**Excerpted text:**
################
Macrorhabdus

Scientific classification
- Kingdom: Fungi
- Division: Ascomycota
- Class: Saccharomycetes
- Order: Saccharomycetales
- Family: incertae sedis
- Genus: Macrorhabdus Tomasz., Logan, Snowden, Kurtzman & Phalen
- Species: M. ornithogaster
- Binomial name: Macrorhabdus ornithogaster Tomasz., Logan, Snowden, Kurtzman & Phalen

= Macrorhabdus =

- Genus: Macrorhabdus
- Species: ornithogaster
- Authority: Tomasz., Logan, Snowden, Kurtzman & Phalen
- Parent authority: Tomasz., Logan, Snowden, Kurtzman & Phalen

Genus of fungi

Macrorhabdus ornithogaster, also known by the common name avian gastric yeast, is an infectious fungus usually found in the digestive systems of birds, causing a number of health complications. Formerly believed to be a bacterium, it has been determined to be a yeast. It is the only species in the genus Macrorhabdus.

==Symptoms==
The fungus affects a wide variety of bird species, from budgerigars to ostriches. Affected birds typically lose weight and die from malnourishment related complications, although in some cases death can be more sudden as a result of vomiting or choking. Detection is usually made through microscopic inspection of the bird's stool, although not all affected birds pass the fungus all the way through their digestive systems.

==Treatment==
Birds are typically treated by being given amphotericin over a period of days; a regular dosage being required in order to eliminate the fungus. It can be challenging to remove infection from a flock completely due to reinfection and inconsistent treatment dosing (for example, medication given in communal water).
################
[Data drawn from a collection]
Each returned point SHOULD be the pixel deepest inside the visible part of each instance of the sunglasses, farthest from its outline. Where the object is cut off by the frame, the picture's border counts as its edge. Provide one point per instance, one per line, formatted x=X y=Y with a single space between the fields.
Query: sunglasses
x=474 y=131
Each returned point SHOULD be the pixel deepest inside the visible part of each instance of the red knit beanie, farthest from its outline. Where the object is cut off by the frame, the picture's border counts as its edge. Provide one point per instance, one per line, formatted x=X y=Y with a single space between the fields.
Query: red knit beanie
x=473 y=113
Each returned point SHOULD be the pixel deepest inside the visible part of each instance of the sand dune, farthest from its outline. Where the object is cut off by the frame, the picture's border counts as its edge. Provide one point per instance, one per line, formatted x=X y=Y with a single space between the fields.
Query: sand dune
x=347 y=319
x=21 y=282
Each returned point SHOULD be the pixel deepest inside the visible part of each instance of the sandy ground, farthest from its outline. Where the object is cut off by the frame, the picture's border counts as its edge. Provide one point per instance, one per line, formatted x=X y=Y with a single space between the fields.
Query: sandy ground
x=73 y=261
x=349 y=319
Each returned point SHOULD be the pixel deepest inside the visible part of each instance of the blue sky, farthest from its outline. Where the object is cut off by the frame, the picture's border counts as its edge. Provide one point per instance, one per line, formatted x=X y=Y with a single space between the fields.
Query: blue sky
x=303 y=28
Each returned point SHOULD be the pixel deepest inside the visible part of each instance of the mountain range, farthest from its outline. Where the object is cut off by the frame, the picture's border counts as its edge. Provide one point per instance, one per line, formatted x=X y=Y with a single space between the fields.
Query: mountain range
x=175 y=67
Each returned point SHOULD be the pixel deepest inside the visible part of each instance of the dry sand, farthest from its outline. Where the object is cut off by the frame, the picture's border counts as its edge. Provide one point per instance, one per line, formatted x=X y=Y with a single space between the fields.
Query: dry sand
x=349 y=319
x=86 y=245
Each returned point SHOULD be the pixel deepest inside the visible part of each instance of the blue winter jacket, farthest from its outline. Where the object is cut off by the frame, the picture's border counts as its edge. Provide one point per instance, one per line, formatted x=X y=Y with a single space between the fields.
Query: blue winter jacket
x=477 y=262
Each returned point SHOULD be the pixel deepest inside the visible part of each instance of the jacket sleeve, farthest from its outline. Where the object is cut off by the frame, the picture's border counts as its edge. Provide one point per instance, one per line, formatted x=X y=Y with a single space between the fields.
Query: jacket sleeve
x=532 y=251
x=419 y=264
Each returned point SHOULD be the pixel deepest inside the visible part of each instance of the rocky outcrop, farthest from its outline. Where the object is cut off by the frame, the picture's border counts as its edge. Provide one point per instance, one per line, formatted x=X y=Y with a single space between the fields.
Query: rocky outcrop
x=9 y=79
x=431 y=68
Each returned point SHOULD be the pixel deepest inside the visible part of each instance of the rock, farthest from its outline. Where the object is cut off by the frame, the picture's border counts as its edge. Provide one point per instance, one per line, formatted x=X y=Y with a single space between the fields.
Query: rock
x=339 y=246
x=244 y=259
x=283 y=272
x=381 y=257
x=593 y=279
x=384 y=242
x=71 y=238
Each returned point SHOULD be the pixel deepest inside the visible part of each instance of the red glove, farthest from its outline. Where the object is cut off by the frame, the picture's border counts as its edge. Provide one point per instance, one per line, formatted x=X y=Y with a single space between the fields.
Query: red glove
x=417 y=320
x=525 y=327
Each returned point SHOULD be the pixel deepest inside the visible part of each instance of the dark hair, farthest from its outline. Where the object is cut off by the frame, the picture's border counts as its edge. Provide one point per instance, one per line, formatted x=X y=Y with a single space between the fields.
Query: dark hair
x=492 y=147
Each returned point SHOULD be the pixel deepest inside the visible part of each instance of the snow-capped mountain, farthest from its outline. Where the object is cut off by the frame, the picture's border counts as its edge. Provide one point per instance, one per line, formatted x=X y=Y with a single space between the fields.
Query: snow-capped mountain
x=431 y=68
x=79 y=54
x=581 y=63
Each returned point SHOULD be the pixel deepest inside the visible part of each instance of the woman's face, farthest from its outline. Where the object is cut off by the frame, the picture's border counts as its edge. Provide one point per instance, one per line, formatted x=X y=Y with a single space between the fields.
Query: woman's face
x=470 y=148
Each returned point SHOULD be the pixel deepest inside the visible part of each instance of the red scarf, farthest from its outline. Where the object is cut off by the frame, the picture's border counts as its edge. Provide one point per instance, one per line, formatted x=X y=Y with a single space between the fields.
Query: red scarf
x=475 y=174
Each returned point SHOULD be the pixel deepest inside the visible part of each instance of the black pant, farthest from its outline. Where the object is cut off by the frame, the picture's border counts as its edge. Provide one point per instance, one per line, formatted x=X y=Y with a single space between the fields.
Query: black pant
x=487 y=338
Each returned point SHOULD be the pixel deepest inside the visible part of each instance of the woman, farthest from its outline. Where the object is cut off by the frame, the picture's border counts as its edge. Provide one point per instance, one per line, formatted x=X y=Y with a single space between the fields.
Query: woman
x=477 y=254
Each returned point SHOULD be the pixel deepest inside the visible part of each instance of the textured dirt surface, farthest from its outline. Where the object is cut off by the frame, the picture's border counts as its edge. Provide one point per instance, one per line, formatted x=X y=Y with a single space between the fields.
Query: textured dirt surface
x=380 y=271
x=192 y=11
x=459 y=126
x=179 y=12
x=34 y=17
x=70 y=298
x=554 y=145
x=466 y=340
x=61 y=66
################
Copy the Macrorhabdus text, everything from "Macrorhabdus ornithogaster, also" down to "their digestive systems.", swapping "budgerigars" for "parakeets".

Macrorhabdus ornithogaster, also known by the common name avian gastric yeast, is an infectious fungus usually found in the digestive systems of birds, causing a number of health complications. Formerly believed to be a bacterium, it has been determined to be a yeast. It is the only species in the genus Macrorhabdus.

==Symptoms==
The fungus affects a wide variety of bird species, from parakeets to ostriches. Affected birds typically lose weight and die from malnourishment related complications, although in some cases death can be more sudden as a result of vomiting or choking. Detection is usually made through microscopic inspection of the bird's stool, although not all affected birds pass the fungus all the way through their digestive systems.